Retype the whole listing verbatim and keep the pictures out of it.

#### Labeled area outline entries
▬▬▬▬▬▬

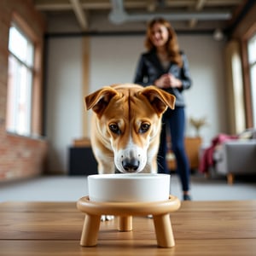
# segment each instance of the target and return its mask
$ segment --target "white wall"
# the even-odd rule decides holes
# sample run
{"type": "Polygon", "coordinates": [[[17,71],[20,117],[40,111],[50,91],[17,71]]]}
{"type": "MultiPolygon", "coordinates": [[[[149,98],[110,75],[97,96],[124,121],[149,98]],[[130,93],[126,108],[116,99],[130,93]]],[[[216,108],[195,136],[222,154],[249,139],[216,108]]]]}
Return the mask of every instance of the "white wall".
{"type": "MultiPolygon", "coordinates": [[[[193,87],[185,92],[187,116],[206,116],[201,130],[205,143],[226,130],[224,108],[224,43],[210,36],[178,37],[188,55],[193,87]]],[[[103,85],[132,82],[143,36],[90,38],[90,91],[103,85]]],[[[47,65],[47,137],[51,145],[49,170],[67,172],[68,147],[82,134],[82,38],[49,38],[47,65]]],[[[84,113],[84,114],[89,114],[84,113]]],[[[187,134],[194,131],[187,126],[187,134]]]]}
{"type": "Polygon", "coordinates": [[[66,172],[68,147],[82,135],[82,41],[49,41],[46,66],[46,136],[49,142],[49,170],[66,172]]]}

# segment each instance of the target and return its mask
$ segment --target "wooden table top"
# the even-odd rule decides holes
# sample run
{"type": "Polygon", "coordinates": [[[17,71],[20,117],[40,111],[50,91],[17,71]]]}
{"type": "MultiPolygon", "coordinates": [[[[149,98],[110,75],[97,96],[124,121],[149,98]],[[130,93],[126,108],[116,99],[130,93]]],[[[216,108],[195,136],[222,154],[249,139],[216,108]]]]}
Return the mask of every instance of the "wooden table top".
{"type": "Polygon", "coordinates": [[[171,213],[176,246],[158,247],[153,220],[133,230],[102,222],[96,247],[80,247],[76,202],[0,203],[0,255],[256,255],[256,201],[184,201],[171,213]]]}

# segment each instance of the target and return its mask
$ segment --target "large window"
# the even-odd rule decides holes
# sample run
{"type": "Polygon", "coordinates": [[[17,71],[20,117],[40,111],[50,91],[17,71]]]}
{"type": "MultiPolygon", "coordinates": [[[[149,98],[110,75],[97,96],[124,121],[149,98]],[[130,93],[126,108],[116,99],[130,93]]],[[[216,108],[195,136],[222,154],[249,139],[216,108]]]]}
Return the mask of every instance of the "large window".
{"type": "Polygon", "coordinates": [[[252,91],[253,127],[256,127],[256,34],[248,40],[248,62],[252,91]]]}
{"type": "Polygon", "coordinates": [[[32,134],[32,102],[34,71],[32,42],[15,25],[9,29],[7,131],[32,134]]]}

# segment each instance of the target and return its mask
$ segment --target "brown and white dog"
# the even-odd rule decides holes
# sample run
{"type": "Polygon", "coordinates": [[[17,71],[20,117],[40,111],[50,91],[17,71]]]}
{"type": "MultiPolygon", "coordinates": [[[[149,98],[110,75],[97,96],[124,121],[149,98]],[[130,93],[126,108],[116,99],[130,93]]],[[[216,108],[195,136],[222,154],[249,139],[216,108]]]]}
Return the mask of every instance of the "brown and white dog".
{"type": "Polygon", "coordinates": [[[124,84],[85,97],[98,173],[157,172],[161,116],[175,96],[155,86],[124,84]]]}

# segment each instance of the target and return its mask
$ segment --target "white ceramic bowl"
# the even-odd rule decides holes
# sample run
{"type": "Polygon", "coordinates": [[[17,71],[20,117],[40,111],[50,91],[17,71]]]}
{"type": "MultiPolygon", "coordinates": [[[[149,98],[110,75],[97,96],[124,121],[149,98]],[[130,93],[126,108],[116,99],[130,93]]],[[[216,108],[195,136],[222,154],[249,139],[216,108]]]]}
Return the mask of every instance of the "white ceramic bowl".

▬▬▬▬▬▬

#### Answer below
# segment each instance of the target and return its mask
$ segment --target "white wall"
# the even-odd rule decides holes
# sample run
{"type": "Polygon", "coordinates": [[[17,71],[20,117],[40,111],[50,91],[17,71]]]}
{"type": "MultiPolygon", "coordinates": [[[[149,98],[110,75],[97,96],[124,121],[149,98]],[[130,93],[126,108],[116,99],[130,93]]],[[[216,108],[195,136],[222,154],[249,139],[216,108]]]]}
Return the mask of every instance of the "white wall".
{"type": "MultiPolygon", "coordinates": [[[[193,87],[185,92],[187,116],[206,116],[201,130],[205,143],[226,130],[224,108],[224,43],[210,36],[178,37],[188,55],[193,87]]],[[[103,85],[132,82],[143,36],[90,38],[90,91],[103,85]]],[[[47,65],[47,137],[51,145],[49,170],[67,172],[68,147],[82,134],[82,38],[49,38],[47,65]]],[[[84,113],[84,114],[89,114],[84,113]]],[[[187,134],[194,131],[187,126],[187,134]]]]}
{"type": "Polygon", "coordinates": [[[66,172],[68,147],[82,135],[82,41],[49,41],[46,66],[46,136],[49,142],[49,170],[66,172]]]}

# segment each instance of the target and return its mask
$ segment --target "wooden table top"
# the even-odd rule decides holes
# sample run
{"type": "Polygon", "coordinates": [[[17,71],[20,117],[40,111],[50,91],[17,71]]]}
{"type": "MultiPolygon", "coordinates": [[[[149,98],[110,75],[97,96],[124,121],[149,98]],[[130,93],[126,108],[116,99],[130,93]]],[[[216,108],[195,136],[222,154],[249,139],[216,108]]]]}
Return the mask of every instance of the "wooden table top".
{"type": "Polygon", "coordinates": [[[171,213],[176,246],[158,247],[153,220],[133,230],[102,222],[96,247],[80,247],[76,202],[0,203],[0,255],[256,255],[256,201],[184,201],[171,213]]]}

# segment each instance of the target and return its mask
$ segment --target "large window"
# the even-odd rule decides holes
# sample run
{"type": "Polygon", "coordinates": [[[17,71],[20,117],[40,111],[50,91],[17,71]]]}
{"type": "MultiPolygon", "coordinates": [[[[149,98],[110,75],[97,96],[124,121],[149,98]],[[130,93],[126,108],[116,99],[130,93]]],[[[216,108],[195,136],[222,154],[249,139],[216,108]]]]}
Return the mask of every instance of the "large window".
{"type": "Polygon", "coordinates": [[[252,91],[253,127],[256,127],[256,34],[248,40],[248,62],[252,91]]]}
{"type": "Polygon", "coordinates": [[[32,134],[32,102],[34,71],[32,42],[15,25],[9,29],[7,131],[32,134]]]}

# segment each instance of the target and return its mask
$ segment --target "brown and white dog"
# the even-odd rule decides holes
# sample run
{"type": "Polygon", "coordinates": [[[17,71],[20,117],[40,111],[50,91],[17,71]]]}
{"type": "MultiPolygon", "coordinates": [[[[149,98],[110,75],[97,96],[124,121],[149,98]],[[130,93],[126,108],[116,99],[130,93]]],[[[216,108],[195,136],[222,154],[249,139],[216,108]]]]}
Return the mask of every instance of the "brown and white dog".
{"type": "Polygon", "coordinates": [[[124,84],[85,97],[98,173],[157,172],[161,116],[175,96],[155,86],[124,84]]]}

# segment each instance of the target and return its mask
$ segment --target "white ceramic bowl"
# the even-odd rule decides holes
# sample run
{"type": "Polygon", "coordinates": [[[17,71],[20,117],[40,111],[50,91],[17,71]]]}
{"type": "MultiPolygon", "coordinates": [[[[149,98],[110,75],[97,96],[124,121],[149,98]],[[130,93],[126,108],[116,99],[130,93]]],[[[216,108],[195,136],[222,154],[249,139],[216,108]]]]}
Return the mask of every instance of the "white ceramic bowl".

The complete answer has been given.